- **TASK**: Each entry in the block below needs to be copied out exactly.

*** RECORDS FOR THE TASK ***

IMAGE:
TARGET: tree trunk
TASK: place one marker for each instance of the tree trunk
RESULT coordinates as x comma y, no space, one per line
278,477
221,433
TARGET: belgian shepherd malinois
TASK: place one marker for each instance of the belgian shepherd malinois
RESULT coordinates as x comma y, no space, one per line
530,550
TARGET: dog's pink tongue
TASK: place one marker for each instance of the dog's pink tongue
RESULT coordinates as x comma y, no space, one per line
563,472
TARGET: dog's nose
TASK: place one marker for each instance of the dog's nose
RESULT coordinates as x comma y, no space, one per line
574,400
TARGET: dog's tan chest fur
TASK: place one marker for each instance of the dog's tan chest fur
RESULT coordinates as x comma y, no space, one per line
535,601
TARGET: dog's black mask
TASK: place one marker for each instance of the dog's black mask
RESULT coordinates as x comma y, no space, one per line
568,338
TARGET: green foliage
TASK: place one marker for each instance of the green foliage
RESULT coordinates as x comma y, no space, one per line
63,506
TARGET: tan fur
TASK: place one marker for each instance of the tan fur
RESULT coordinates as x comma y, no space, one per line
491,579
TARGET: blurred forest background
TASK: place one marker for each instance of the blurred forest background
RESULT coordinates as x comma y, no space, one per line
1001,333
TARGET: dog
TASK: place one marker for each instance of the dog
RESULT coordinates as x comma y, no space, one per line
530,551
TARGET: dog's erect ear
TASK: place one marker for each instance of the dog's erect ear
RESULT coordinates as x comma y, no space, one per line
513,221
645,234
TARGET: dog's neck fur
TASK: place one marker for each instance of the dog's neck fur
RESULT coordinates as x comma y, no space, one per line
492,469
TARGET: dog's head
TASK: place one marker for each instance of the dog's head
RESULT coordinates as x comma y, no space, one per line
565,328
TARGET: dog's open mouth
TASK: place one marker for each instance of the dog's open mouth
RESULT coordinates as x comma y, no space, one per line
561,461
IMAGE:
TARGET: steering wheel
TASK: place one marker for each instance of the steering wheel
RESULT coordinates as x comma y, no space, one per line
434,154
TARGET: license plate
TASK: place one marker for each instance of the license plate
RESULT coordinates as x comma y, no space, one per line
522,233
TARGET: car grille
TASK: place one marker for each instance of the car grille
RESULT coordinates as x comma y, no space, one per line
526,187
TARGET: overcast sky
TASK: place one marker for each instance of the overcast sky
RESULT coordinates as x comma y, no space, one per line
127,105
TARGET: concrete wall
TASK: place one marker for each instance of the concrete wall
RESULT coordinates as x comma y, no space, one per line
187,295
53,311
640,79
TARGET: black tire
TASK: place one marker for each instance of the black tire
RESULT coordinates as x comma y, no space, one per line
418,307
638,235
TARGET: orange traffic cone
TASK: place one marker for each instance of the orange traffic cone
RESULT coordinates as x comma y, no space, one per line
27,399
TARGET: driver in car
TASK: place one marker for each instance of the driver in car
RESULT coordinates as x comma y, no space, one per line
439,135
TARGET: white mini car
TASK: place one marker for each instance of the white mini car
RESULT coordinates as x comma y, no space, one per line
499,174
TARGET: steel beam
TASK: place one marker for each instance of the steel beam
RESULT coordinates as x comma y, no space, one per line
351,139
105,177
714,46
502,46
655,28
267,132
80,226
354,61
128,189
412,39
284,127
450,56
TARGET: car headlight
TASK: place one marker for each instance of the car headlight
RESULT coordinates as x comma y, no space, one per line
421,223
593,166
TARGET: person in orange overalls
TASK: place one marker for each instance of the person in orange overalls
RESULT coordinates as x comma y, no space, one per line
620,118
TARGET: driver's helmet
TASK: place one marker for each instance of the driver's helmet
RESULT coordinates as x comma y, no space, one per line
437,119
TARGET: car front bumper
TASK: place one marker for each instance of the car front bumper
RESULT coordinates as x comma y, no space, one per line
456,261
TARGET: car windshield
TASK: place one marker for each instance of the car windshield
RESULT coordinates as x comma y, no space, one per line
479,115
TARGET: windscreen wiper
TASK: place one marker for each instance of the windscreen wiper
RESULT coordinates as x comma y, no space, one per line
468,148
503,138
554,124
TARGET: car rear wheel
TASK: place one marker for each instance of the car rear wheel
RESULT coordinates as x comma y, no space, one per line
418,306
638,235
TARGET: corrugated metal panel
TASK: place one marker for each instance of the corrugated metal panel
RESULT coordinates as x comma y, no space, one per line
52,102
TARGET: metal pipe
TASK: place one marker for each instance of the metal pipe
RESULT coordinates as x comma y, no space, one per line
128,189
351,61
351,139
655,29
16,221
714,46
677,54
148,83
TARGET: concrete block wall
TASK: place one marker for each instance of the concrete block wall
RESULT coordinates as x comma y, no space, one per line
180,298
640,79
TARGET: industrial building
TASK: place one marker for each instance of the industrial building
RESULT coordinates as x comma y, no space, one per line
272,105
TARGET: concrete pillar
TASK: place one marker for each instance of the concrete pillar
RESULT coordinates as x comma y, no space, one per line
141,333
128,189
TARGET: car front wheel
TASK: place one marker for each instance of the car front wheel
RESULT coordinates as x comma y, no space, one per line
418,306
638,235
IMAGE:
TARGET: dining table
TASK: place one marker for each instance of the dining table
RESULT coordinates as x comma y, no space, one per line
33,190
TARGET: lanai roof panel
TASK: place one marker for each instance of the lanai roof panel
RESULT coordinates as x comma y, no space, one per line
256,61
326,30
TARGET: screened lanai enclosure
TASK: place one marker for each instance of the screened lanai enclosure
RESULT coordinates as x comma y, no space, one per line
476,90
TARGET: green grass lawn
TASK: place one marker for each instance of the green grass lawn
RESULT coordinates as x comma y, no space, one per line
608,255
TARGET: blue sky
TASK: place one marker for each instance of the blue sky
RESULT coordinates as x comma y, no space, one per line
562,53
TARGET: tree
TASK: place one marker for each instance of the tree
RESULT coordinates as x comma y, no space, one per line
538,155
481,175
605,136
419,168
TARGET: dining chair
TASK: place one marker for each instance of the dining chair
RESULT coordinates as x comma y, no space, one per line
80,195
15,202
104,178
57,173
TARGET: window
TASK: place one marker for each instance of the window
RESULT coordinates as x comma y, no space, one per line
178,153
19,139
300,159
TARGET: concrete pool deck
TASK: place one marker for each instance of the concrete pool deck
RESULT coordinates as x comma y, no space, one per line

*** End of RECORDS FOR THE TASK ***

- **YOUR RESPONSE**:
IMAGE:
TARGET: tree trunk
TASK: place one marker for each instance of the tree trunk
RESULT coordinates as x comma y, no space, one per line
278,477
221,433
TARGET: belgian shepherd malinois
TASK: place one marker for each instance of the belgian shepherd malinois
RESULT coordinates as x comma y, no space, one per line
530,550
TARGET: dog's pink tongue
TASK: place one marker for each instance of the dog's pink tongue
RESULT coordinates as x comma y, no space, one per line
563,472
TARGET: dog's nose
TASK: place one marker for each instance of the dog's nose
RESULT coordinates as x comma y, no space, one per line
574,400
TARGET: dog's tan chest fur
TASK: place one marker for each instance of the dog's tan chest fur
RESULT coordinates as x comma y, no space, one per line
535,601
TARGET: dog's black mask
TASK: place one marker for each instance of the dog's black mask
RESULT coordinates as x comma y, no space, one per line
568,338
TARGET: green foliage
TASK: place one marker for each instance of the green foliage
RESULT coordinates as x comma y, no space, one per line
63,506
TARGET: tan fur
TASK: place one marker for each instance of the tan fur
RESULT coordinates as x comma y, no space, one per line
491,579
TARGET: blurred forest background
TASK: place one marker for each instance of the blurred forest background
RESULT coordinates as x comma y, no space, one per line
1001,333
TARGET: dog
TASK: place one marker for each instance of the dog
RESULT coordinates as x comma y, no space, one per line
530,551
TARGET: dog's erect ear
TASK: place one marker for each instance of the dog's erect ear
RESULT coordinates as x comma y, no space, one per line
513,221
645,234
TARGET: dog's neck fur
TASK: place one marker for each instance of the dog's neck fur
RESULT coordinates as x comma y, no space, one per line
492,469
TARGET: dog's head
TASK: place one marker for each instance of the dog's head
RESULT coordinates as x comma y, no space, one per line
565,328
TARGET: dog's open mouth
TASK: place one marker for each instance of the dog's open mouth
RESULT coordinates as x comma y, no space, one per line
561,461
IMAGE:
TARGET: steering wheel
TASK: place one marker for each instance of the steering wheel
RESULT coordinates as x comma y, no space, one per line
434,154
TARGET: license plate
TASK: place one marker for each instance of the license plate
RESULT coordinates as x comma y, no space, one per line
522,233
TARGET: car grille
TASK: place one marker for each instance of the car grille
RESULT coordinates as x comma y, no space, one per line
526,187
TARGET: overcast sky
TASK: place one marker for each instance of the overcast sky
RESULT coordinates as x comma y, no space, one per line
127,105
TARGET: concrete wall
TASK: place one marker for each instance of the concrete wall
RESULT coordinates as x comma y, no space, one per line
187,295
53,311
640,79
TARGET: black tire
TASK: place one marker for each instance of the black tire
RESULT coordinates as x comma y, no space, one per line
418,307
638,235
TARGET: orange traffic cone
TASK: place one marker for each instance of the orange traffic cone
RESULT coordinates as x comma y, no space, one per line
27,399
TARGET: driver in car
TASK: place one marker for each instance of the driver in car
RESULT coordinates as x comma y, no space, one per line
439,135
TARGET: white mini car
TASK: place one marker for each instance of the white mini car
RESULT coordinates as x comma y, no space, one per line
499,174
TARGET: steel beam
TASK: place one marker for each instance of the steel beam
RESULT coordinates as x comma y, no space, one per line
351,139
105,177
714,46
502,46
655,28
267,132
80,226
354,61
128,189
412,39
284,127
450,56
TARGET: car headlight
TASK: place one marker for each instance of the car headlight
RESULT coordinates as x comma y, no space, one per line
421,223
593,166
TARGET: person in orange overalls
TASK: place one marker for each instance of the person in orange overalls
RESULT coordinates as x comma y, no space, one per line
620,118
TARGET: driver's helmet
TASK: place one marker for each instance of the driver's helmet
RESULT coordinates as x comma y, no space, one per line
437,119
TARGET: car front bumper
TASK: place one marker for each instance of the car front bumper
RESULT coordinates as x comma y, no space, one per line
456,261
TARGET: car windshield
TASK: place one marker for each instance of the car windshield
RESULT coordinates as x comma y, no space, one per line
479,115
TARGET: windscreen wiper
TASK: place one marker for each instance of the windscreen wiper
RESULT coordinates as x comma y, no space, one per line
468,148
503,138
554,124
TARGET: car rear wheel
TASK: place one marker for each instance of the car rear wheel
RESULT coordinates as x comma y, no space, one per line
418,306
638,235
TARGET: corrugated metal panel
TASK: place one marker for each instance of the corrugated metal panel
RESULT coordinates as x comma y, no space, one per line
52,102
TARGET: metal pipe
TASK: place one marker for each instance of the metal pipe
RESULT coordinates as x comma y, no space, one per line
128,189
351,61
351,139
655,29
16,221
714,46
677,54
148,83
TARGET: concrete block wall
TASK: place one marker for each instance of the concrete block wall
RESULT coordinates as x comma y, no space, one per line
180,298
640,79
TARGET: industrial building
TASK: place one marker for each instance of the industrial building
RESULT coordinates as x comma y, no space, one per line
272,105
TARGET: concrete pillar
TASK: place one marker for each instance of the concrete pillar
RESULT coordinates as x comma y, no space, one per line
141,333
128,189
TARGET: car front wheel
TASK: place one marker for each instance of the car front wheel
RESULT coordinates as x comma y, no space, one per line
418,306
638,235
IMAGE:
TARGET: dining table
TASK: place one marker for each instance of the dining table
RESULT coordinates as x comma y, no space, one per line
33,190
TARGET: lanai roof panel
TASK: place one marker for each instance of the lanai roof panel
RESULT coordinates as x comma y, no space, one per line
256,61
326,30
TARGET: screened lanai enclosure
TASK: place one marker for each instance of the screened lanai enclosure
RESULT coordinates as x comma y, no space, one per line
476,90
TARGET: green grass lawn
TASK: place one marker for each instance of the green grass lawn
RESULT coordinates as x comma y, no space, one per line
608,255
TARGET: blue sky
TASK: place one marker for each instance of the blue sky
RESULT coordinates as x comma y, no space, one per line
562,53
TARGET: tree
TASK: place one marker for each instance of the tree
RESULT coordinates as x comma y, no space, one per line
538,155
481,175
605,136
419,168
TARGET: dining chair
TASK: place one marker for each instance of the dining chair
RESULT coordinates as x comma y, no space, one per line
80,195
15,202
104,178
57,173
TARGET: window
TASK: place one marker for each instance of the window
RESULT coordinates as x comma y, no space, one per line
178,153
19,139
300,159
TARGET: concrete pool deck
TASK: place one marker for each instance of the concrete pool deck
RESULT coordinates as x comma y, no space, one per line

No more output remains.